▸ Problem to work on
Print all of the material below word for word, omitting the pictures.

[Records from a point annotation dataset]
· · · · ·
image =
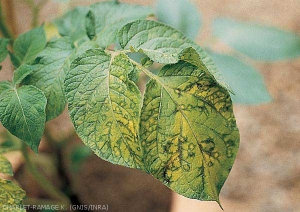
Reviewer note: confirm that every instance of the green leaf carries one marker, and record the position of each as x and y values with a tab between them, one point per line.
3	48
72	24
28	45
22	112
104	106
180	14
188	131
90	25
162	44
78	156
246	82
10	145
20	73
257	41
49	74
11	195
111	17
5	166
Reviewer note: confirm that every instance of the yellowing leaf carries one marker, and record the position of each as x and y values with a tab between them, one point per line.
104	106
5	166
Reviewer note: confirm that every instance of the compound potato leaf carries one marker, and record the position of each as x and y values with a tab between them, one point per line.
3	48
180	14
245	80
104	106
162	44
257	41
72	24
28	45
5	166
22	112
49	73
188	131
11	196
111	17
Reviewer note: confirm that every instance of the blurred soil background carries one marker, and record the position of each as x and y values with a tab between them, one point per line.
266	173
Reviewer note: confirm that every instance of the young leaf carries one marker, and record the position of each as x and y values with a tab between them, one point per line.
188	131
257	41
110	17
20	73
162	44
104	106
11	195
90	25
246	82
72	24
22	112
5	166
3	48
180	14
49	74
28	45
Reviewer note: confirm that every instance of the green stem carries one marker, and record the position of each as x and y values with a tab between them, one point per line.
3	27
48	187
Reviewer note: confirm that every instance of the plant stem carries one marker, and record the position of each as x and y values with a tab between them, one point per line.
51	190
3	27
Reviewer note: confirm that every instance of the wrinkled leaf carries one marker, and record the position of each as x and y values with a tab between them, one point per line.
257	41
180	14
5	166
22	112
49	74
90	25
246	82
28	45
188	130
162	44
11	195
20	73
72	24
78	156
3	48
10	145
111	17
104	106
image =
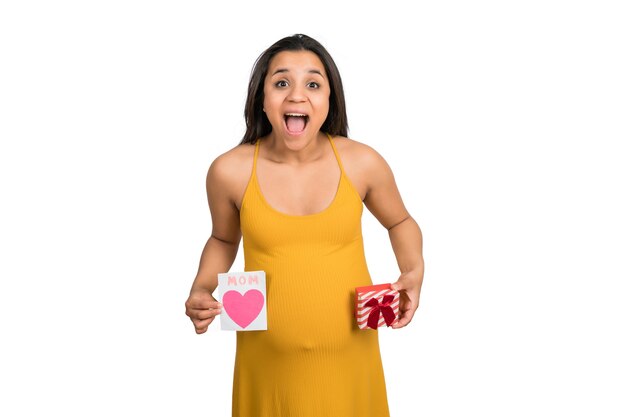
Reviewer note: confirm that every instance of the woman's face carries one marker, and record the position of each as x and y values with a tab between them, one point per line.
297	95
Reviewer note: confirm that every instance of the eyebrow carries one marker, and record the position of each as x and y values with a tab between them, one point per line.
311	71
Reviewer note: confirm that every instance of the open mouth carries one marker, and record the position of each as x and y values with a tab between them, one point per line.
296	122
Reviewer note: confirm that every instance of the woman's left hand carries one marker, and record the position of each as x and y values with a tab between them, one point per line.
408	286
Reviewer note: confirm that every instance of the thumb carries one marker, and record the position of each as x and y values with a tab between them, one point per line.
397	286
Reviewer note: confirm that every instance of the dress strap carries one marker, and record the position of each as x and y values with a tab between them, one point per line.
336	153
256	154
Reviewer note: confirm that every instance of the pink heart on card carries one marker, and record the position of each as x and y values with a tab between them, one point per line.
243	309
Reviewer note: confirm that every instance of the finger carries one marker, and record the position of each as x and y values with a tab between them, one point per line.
202	325
205	314
202	303
404	319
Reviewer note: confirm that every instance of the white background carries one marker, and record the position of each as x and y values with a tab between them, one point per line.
500	119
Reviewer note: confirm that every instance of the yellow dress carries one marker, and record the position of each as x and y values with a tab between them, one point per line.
313	360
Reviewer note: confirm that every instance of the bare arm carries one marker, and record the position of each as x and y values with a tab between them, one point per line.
221	248
384	202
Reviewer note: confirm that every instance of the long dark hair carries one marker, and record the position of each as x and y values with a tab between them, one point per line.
257	124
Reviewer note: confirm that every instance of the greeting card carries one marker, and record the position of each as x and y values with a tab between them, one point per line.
243	297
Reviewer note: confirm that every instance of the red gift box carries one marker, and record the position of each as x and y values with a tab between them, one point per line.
376	305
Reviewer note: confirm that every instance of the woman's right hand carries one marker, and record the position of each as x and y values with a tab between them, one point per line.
202	308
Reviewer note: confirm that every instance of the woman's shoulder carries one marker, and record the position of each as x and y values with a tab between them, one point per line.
· · · · ·
▸ Written answer
image =
Reviewer note: confirm that every instance of the green leaf carries one marker, and record the position of each as x and y values with a tab between them, one point per line.
3	48
72	24
28	45
22	112
104	106
180	14
188	131
90	25
162	44
78	156
246	82
10	145
20	73
257	41
49	74
11	195
111	17
5	166
Reviewer note: confirm that every instance of the yellowing leaf carries one marker, and record the position of each as x and y values with a tab between them, one point per line.
104	106
5	166
Reviewer note: confirm that every instance of the compound potato leaf carries one marker, and record the position of each as x and y values with a tab between them, one point per line.
3	48
180	14
245	80
104	106
162	44
257	41
72	24
28	45
5	166
22	112
49	73
188	131
11	196
111	17
Reviewer note: confirm that every instance of the blurred soil background carries one marker, and record the position of each as x and y values with a tab between them, one point per line.
266	173
Reviewer note: confirm that every instance of the young leaf carries one marker, and record the position of each as x and y values with a tab between them, one point per line.
188	131
257	41
110	17
20	73
162	44
104	106
11	195
90	25
246	82
72	24
22	112
5	166
3	48
180	14
49	74
28	45
Reviewer note: confirm that every instance of the green stem carries one marker, and record the position of each as x and y values with a tab between them, one point per line.
3	27
48	187
Reviewer note: confirm that every instance of the plant stem carries one marker, and record the position of each as x and y values with a tab between them, one point per line.
51	190
3	27
Reviewer note: confirm that every instance of the wrinkled leaf carries one marker, and record the position of each as x and y values with a tab between them, one point per line.
257	41
180	14
5	166
22	112
49	74
90	25
246	82
28	45
188	130
162	44
11	195
20	73
72	24
78	156
3	48
10	145
111	17
104	106
image =
Reviewer note: confirm that every instance of the woman's face carries one marker, and record the position of each as x and y values with a tab between them, one point per line.
297	95
Reviewer note: confirm that every instance of the eyebrow carries one marker, and record the position of each as x and y values with a tab between them, one point per line.
311	71
Reviewer note: confirm that every instance of the open mouth carries one marker, and record the position of each as x and y values with a tab between them, one point per line.
296	122
Reviewer note: confirm that every instance of the woman's left hand carries one marker, and record the position of each as x and y values with a tab between them, one point per line.
408	286
Reviewer note: confirm that every instance of the thumb carries one marker, and record the position of each as x and y values with a tab between them, one point per line.
397	286
Reviewer note: confirm that every instance of the dress strap carries one marker, and record the position of each as x and y values with a tab between them, one point per line.
336	153
256	154
Reviewer note: confirm that every instance of the pink heart on card carries one marker, and record the position of each as x and y values with a tab between them, one point per line.
243	309
Reviewer note: confirm that every instance of the finger carries one marker, and record the position of each as x and y values with a tab between them, one point per line.
202	325
205	314
202	303
404	319
Reviewer note: confirm that every instance of the white background carries one marker, and record the position of each as x and y values with a tab between them, one point per line.
500	119
Reviewer note: confirm that every instance of the yellow dress carries one marker, and record the position of each as x and y values with a tab between them, one point per line.
313	360
Reviewer note: confirm that every instance of the bare arm carries one marker, and record the position of each as x and y values with a tab between them, one point per line.
221	248
384	202
Reviewer note: confirm that every instance of the long dark hair carries one marker, and record the position of each as x and y values with a tab between them, one point per line.
257	124
Reviewer note: confirm that every instance of the greeting card carries one marker, and record the position of each as x and y values with a tab between them, one point per line.
243	297
Reviewer note: confirm that every instance of the red gift box carries one marker, and record the position of each as x and y values with a tab between them, one point per line.
376	305
Reviewer note: confirm that every instance of the woman's right hand carries one marker, and record the position of each as x and y values with a tab between them, one point per line.
202	308
Reviewer note: confirm that every instance of the woman's shoulder carries one marker, and record the position of each as x and y values with a tab between them, one point per line.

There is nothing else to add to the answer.